■ **The request**
Write out every line of the material below word for word, in the same order.

Saved entries

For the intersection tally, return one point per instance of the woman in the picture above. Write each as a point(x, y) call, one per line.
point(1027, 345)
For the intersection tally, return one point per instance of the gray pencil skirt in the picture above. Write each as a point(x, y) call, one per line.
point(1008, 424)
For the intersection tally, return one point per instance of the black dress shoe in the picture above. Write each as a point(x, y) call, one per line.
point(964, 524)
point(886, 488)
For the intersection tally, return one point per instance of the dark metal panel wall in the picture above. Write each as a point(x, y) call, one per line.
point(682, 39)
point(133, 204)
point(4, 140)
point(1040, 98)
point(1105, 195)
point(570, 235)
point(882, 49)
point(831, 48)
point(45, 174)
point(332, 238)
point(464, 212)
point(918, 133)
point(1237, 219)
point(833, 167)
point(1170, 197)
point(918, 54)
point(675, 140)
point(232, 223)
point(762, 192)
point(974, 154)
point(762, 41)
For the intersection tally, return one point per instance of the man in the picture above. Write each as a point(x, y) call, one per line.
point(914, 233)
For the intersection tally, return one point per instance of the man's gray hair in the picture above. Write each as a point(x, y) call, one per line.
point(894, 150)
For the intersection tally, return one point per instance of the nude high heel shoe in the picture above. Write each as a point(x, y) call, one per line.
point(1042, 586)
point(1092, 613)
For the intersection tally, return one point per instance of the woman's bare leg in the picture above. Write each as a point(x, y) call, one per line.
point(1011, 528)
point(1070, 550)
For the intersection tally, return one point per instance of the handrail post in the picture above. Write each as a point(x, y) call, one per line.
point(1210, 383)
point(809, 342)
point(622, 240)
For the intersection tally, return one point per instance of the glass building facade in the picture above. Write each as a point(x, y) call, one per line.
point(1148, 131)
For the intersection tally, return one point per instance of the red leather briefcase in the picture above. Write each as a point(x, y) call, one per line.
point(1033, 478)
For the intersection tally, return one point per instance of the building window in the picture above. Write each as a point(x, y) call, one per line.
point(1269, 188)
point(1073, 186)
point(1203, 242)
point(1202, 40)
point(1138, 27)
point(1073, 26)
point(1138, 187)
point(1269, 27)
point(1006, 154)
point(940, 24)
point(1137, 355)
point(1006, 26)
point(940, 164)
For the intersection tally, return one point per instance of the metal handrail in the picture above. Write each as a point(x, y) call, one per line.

■ **Exercise response**
For the intersection tally, return one point per instance of the woman in the picture above. Write each as a point(x, y) call, one per line.
point(1027, 345)
For the intersection tally, return one point per instance of the gray pencil skirt in the picture above. Write each as a point(x, y) call, one per line.
point(1008, 424)
For the intersection tally, return one point per instance of the black dress shoe in the picture above. Write each as a point(x, y) call, one per line.
point(964, 524)
point(886, 488)
For the intersection tally, return one point per instance of the dark metal panel wall in the picture above. Write each as a point(x, y) call, one per line.
point(682, 39)
point(133, 204)
point(4, 140)
point(1040, 98)
point(1105, 195)
point(570, 235)
point(882, 49)
point(831, 48)
point(45, 174)
point(332, 238)
point(464, 212)
point(918, 133)
point(1237, 219)
point(833, 167)
point(1170, 197)
point(918, 54)
point(675, 140)
point(232, 223)
point(762, 192)
point(974, 154)
point(762, 41)
For the intersection tally, return one point per instance of the man in the picture above. Write each as a point(x, y) call, one per line.
point(914, 233)
For the intersection tally, return one point per instance of the man's gray hair in the picture above. Write each as a point(x, y) call, one per line.
point(894, 150)
For the intersection tally, return one point per instance of the nude high heel shoe in the picture above. Write each as a point(x, y) call, one per line.
point(1042, 586)
point(1092, 613)
For the intersection tally, return one point per instance of the woman's bare leg in the picture above. Write each as a point(x, y) call, one per line.
point(1011, 528)
point(1070, 550)
For the intersection tally, return one point per instance of the handrail post in the picture above. Write each as a point(x, y) call, one per line.
point(1210, 383)
point(809, 342)
point(622, 240)
For the intersection tally, return one point per instance of the glass building facade in the picture above. Write each as a point(x, y) call, one per line.
point(1148, 131)
For the intersection tally, return one point per instance of the red leather briefcase in the picture above. Write each as a point(x, y) call, one per line.
point(1033, 478)
For the intersection tally, return one point per instance of the building window in the picture above. Write each as a point(x, y) call, one per line.
point(1269, 188)
point(1073, 186)
point(1203, 242)
point(1202, 40)
point(1138, 27)
point(1073, 26)
point(1138, 187)
point(1269, 27)
point(1006, 154)
point(940, 24)
point(1137, 355)
point(1006, 26)
point(940, 164)
For the intersection tally, return one point per instance of the metal handrail in the picture above. Write each as a point(x, y) call, one per line.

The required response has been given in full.